INFORMATION SUPPLIED »
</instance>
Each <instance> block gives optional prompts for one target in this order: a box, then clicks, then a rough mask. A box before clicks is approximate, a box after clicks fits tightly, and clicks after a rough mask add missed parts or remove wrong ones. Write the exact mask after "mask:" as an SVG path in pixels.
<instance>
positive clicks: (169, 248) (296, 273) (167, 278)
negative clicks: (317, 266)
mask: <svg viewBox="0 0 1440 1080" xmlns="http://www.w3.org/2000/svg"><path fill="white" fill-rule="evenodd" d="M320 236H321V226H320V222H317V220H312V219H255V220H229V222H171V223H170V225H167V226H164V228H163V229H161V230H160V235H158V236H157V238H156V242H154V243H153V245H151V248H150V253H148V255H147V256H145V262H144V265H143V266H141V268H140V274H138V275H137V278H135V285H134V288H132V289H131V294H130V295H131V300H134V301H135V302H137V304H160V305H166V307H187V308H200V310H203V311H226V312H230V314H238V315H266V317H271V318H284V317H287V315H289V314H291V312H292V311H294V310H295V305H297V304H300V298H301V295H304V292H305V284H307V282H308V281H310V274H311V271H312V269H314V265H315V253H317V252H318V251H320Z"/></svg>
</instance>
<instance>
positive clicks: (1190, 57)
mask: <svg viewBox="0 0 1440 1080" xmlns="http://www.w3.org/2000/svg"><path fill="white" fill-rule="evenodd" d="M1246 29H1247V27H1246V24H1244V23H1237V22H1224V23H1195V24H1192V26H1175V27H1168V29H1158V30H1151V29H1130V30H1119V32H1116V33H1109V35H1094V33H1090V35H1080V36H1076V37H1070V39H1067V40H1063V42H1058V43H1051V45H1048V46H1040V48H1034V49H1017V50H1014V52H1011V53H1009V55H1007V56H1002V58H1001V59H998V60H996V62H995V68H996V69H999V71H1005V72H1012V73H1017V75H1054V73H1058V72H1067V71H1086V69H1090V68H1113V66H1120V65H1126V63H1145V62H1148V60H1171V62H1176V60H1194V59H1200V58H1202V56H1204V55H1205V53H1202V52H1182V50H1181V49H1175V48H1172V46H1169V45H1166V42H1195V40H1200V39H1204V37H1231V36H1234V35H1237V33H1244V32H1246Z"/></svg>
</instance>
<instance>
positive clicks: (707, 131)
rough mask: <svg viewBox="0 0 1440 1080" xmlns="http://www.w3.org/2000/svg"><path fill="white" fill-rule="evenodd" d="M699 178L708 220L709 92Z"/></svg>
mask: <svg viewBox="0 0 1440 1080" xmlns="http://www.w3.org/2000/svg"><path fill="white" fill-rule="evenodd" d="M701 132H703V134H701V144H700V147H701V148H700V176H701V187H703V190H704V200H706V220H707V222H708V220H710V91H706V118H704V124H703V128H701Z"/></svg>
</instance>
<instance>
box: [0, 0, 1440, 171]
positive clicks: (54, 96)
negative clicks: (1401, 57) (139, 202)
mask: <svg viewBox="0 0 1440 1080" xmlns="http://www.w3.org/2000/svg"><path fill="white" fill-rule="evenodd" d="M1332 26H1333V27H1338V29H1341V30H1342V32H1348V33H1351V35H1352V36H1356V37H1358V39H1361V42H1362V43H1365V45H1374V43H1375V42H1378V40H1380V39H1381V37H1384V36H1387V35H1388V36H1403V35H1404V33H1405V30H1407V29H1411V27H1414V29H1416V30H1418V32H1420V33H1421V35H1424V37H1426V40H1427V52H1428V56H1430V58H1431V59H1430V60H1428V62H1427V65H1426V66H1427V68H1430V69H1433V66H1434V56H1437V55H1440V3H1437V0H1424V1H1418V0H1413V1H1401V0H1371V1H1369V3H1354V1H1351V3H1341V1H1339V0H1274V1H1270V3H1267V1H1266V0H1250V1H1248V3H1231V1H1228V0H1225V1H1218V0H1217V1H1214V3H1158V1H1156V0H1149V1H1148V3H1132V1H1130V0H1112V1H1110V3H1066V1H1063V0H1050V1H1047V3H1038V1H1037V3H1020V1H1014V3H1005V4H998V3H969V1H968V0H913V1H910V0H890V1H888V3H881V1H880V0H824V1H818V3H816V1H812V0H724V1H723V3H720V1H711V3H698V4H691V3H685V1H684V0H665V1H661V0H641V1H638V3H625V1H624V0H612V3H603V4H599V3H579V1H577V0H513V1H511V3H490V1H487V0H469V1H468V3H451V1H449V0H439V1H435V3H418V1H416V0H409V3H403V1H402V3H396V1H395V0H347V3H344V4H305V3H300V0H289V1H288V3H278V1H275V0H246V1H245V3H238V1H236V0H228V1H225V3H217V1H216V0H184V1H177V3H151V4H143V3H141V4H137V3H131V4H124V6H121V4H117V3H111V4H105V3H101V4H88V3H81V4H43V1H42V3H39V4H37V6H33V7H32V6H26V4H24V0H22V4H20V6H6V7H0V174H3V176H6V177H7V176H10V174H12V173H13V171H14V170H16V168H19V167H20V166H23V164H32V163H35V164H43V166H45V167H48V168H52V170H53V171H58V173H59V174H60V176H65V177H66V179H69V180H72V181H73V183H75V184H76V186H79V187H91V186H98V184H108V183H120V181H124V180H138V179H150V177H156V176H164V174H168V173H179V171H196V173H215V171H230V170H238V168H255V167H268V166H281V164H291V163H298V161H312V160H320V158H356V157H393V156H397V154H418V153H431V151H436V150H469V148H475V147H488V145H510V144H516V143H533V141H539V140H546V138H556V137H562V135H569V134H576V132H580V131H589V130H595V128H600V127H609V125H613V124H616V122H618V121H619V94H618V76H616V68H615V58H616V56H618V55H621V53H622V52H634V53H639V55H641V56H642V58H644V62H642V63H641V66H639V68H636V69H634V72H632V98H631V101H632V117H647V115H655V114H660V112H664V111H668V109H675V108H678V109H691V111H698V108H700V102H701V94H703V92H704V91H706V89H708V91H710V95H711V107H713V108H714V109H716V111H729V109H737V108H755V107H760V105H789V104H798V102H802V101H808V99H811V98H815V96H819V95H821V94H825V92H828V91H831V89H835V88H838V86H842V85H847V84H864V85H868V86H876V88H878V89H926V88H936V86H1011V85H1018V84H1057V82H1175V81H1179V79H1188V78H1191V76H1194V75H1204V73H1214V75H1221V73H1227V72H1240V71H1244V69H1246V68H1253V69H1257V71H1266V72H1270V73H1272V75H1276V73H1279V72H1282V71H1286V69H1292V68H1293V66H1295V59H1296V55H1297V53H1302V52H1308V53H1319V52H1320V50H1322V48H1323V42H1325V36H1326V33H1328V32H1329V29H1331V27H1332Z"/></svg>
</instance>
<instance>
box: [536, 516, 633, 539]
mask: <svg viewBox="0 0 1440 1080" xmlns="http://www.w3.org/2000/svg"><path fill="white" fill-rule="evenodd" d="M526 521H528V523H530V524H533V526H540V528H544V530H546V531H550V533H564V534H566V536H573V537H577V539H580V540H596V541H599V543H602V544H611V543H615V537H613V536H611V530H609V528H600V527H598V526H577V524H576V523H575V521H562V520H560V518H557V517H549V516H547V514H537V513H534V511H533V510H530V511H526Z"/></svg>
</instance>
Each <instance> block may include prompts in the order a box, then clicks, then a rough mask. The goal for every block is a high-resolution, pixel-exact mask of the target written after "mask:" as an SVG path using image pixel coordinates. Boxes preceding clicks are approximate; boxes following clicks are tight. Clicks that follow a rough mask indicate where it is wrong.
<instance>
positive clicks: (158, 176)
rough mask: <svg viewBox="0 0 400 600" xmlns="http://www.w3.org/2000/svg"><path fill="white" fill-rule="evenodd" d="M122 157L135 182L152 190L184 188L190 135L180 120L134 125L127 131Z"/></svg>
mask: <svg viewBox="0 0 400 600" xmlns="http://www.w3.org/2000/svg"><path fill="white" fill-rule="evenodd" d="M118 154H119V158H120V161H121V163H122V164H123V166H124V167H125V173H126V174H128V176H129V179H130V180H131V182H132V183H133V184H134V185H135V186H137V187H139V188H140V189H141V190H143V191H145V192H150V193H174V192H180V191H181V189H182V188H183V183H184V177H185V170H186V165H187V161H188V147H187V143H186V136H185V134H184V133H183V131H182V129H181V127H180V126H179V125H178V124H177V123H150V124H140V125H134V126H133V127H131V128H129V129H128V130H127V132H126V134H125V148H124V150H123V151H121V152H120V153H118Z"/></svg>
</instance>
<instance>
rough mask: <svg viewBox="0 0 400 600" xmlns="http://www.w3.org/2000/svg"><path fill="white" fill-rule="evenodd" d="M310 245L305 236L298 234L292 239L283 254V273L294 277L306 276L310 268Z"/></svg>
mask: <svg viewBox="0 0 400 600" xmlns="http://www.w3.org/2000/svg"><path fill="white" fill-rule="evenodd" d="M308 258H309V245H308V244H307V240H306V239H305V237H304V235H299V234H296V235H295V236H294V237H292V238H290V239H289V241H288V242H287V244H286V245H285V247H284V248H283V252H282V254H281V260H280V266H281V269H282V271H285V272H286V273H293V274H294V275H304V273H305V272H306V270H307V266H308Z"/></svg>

REQUIRED WORK »
Copy each line of the listing that contains the string "block".

RESULT BELOW »
Each <instance> block gives optional prompts for one target in this order: a box, then clicks, then a rough mask. A box before clicks is approximate, a box after clicks fits tightly, and clicks after a rough mask add missed parts or remove wrong ones. Write the exact mask after "mask:" as an SVG path in pixels.
Each <instance> block may include prompts in the order a box, then clicks, then a rough mask. The goal for every block is a high-resolution, pixel-exact mask of the target written after "mask:" as an SVG path using image pixel coordinates. Boxes preceding clicks are approximate; boxes following clicks are tight. Clicks that follow a rough mask indicate where it is wrong.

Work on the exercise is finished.